━━ The data ━━
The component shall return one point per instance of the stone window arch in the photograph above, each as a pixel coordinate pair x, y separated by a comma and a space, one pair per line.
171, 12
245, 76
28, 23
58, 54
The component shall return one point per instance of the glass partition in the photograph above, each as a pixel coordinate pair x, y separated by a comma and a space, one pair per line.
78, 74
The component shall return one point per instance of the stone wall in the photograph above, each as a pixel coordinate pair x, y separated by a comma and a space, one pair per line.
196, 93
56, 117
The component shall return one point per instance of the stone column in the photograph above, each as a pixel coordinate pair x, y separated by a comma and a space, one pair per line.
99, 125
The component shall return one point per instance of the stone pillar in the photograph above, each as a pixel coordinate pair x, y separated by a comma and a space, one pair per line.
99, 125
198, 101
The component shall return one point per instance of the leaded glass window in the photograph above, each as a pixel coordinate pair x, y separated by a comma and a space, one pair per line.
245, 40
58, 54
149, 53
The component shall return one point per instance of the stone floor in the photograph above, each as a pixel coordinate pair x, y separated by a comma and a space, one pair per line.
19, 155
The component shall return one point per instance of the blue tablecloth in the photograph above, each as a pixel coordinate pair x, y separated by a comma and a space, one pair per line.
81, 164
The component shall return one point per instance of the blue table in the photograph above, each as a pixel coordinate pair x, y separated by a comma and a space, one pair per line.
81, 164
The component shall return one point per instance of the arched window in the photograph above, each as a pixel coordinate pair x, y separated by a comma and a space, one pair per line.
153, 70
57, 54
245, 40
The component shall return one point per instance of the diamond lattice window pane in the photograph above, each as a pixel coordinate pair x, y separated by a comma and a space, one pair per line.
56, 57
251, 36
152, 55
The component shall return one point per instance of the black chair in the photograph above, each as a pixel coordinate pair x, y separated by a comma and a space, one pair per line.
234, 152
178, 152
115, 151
━━━
Prompt:
The output must consist solely of the lines from the one containing "The component shall return one point per instance of the black" through the end of the listing, unaltered.

Solution:
The component shall return one point per instance of the black chair in the photograph above, each as a pixel coordinate pair x, y separated by a comma and a space, one pair per line.
234, 152
178, 152
115, 151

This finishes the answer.